**TRECHO DO TEXTO**
* * * * * * *
Cena 4 - A experiência de contato de Ellie
O relativismo científico em Contato
No último ato do filme observamos as influências das dinâmicas da comunidade científica, durante o retorno de Ellie e seu relato. Estes momentos nos evidenciam como uma série de fatores sociais, tais como os valores de um dado grupo interferem nas dinâmicas dos indivíduos da comunidade científica.
Podemos ter uma análise mais cuidadosa de tais questões à luz do relativismo. Para o relativismo não há uma verdade absoluta, objetiva, acima de qualquer experiência. O relativista considera conhecimento científico como sendo baseado em pressupostos arbitrários, onde as interações sociais são determinantes em sua estruturação (Japiassu, 2000) e o conjunto de valores de um individuo ou comunidade são extremamente relevantes no processo de construção do conhecimento cientifico (Chalmers, 2014). Deste modo, a prova científica é válida para os padrões de um grupo, de uma comunidade científica e neste processo a influencia social é decisiva em sua validação (Japiassu, 2000).
No caso de Ellie, sua experiência carece de provas, evidências físicas (ao menos no conhecimento da maioria dos personagens e do espectador até dado momento do filme), podendo contar apenas com o seu relato. Por ser extremamente subjetivo, contando com influencias de sua vida pessoal, tais como memórias e expectativas, sua experiência não é válida perante aos critérios de validação objetiva da comunidade científica.
* * * * * * *
**MATERIAL FORNECIDO**
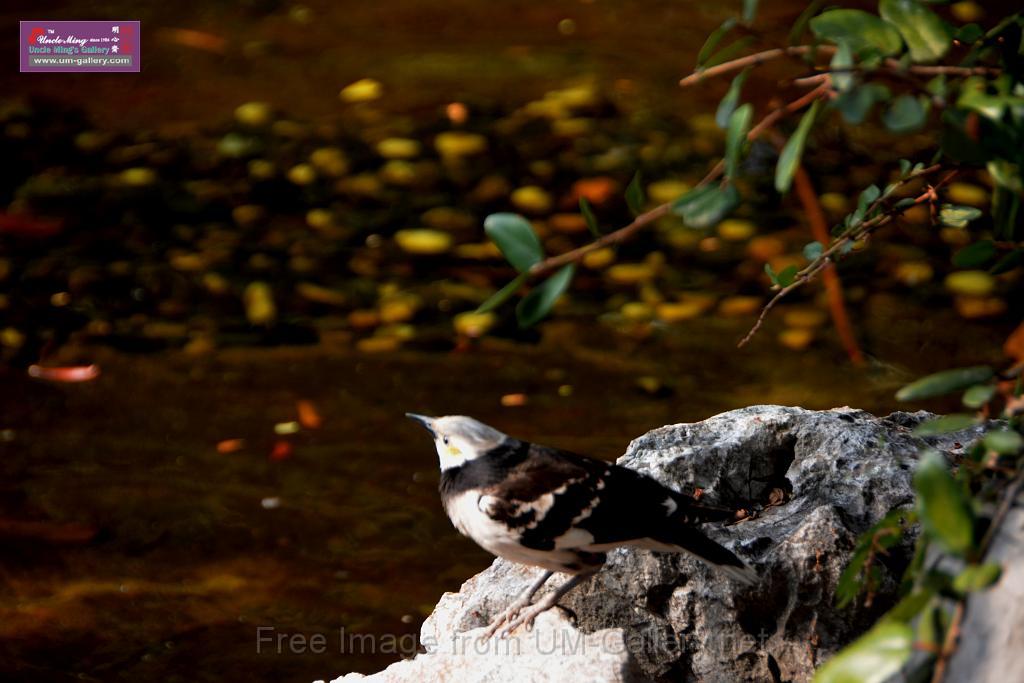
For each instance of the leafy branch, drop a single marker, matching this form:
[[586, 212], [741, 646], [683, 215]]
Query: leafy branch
[[871, 217]]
* * * * * * *
**TAREFA PROPOSTA**
Reproduza na íntegra, sem nenhuma alteração, o trecho sobre o relativismo científico no filme Contato.

**RESULTADO DA TAREFA**
Cena 4 - A experiência de contato de Ellie
O relativismo científico em Contato
No último ato do filme observamos as influências das dinâmicas da comunidade científica, durante o retorno de Ellie e seu relato. Estes momentos nos evidenciam como uma série de fatores sociais, tais como os valores de um dado grupo interferem nas dinâmicas dos indivíduos da comunidade científica.
Podemos ter uma análise mais cuidadosa de tais questões à luz do relativismo. Para o relativismo não há uma verdade absoluta, objetiva, acima de qualquer experiência. O relativista considera conhecimento científico como sendo baseado em pressupostos arbitrários, onde as interações sociais são determinantes em sua estruturação (Japiassu, 2000) e o conjunto de valores de um individuo ou comunidade são extremamente relevantes no processo de construção do conhecimento cientifico (Chalmers, 2014). Deste modo, a prova científica é válida para os padrões de um grupo, de uma comunidade científica e neste processo a influencia social é decisiva em sua validação (Japiassu, 2000).
No caso de Ellie, sua experiência carece de provas, evidências físicas (ao menos no conhecimento da maioria dos personagens e do espectador até dado momento do filme), podendo contar apenas com o seu relato. Por ser extremamente subjetivo, contando com influencias de sua vida pessoal, tais como memórias e expectativas, sua experiência não é válida perante aos critérios de validação objetiva da comunidade científica.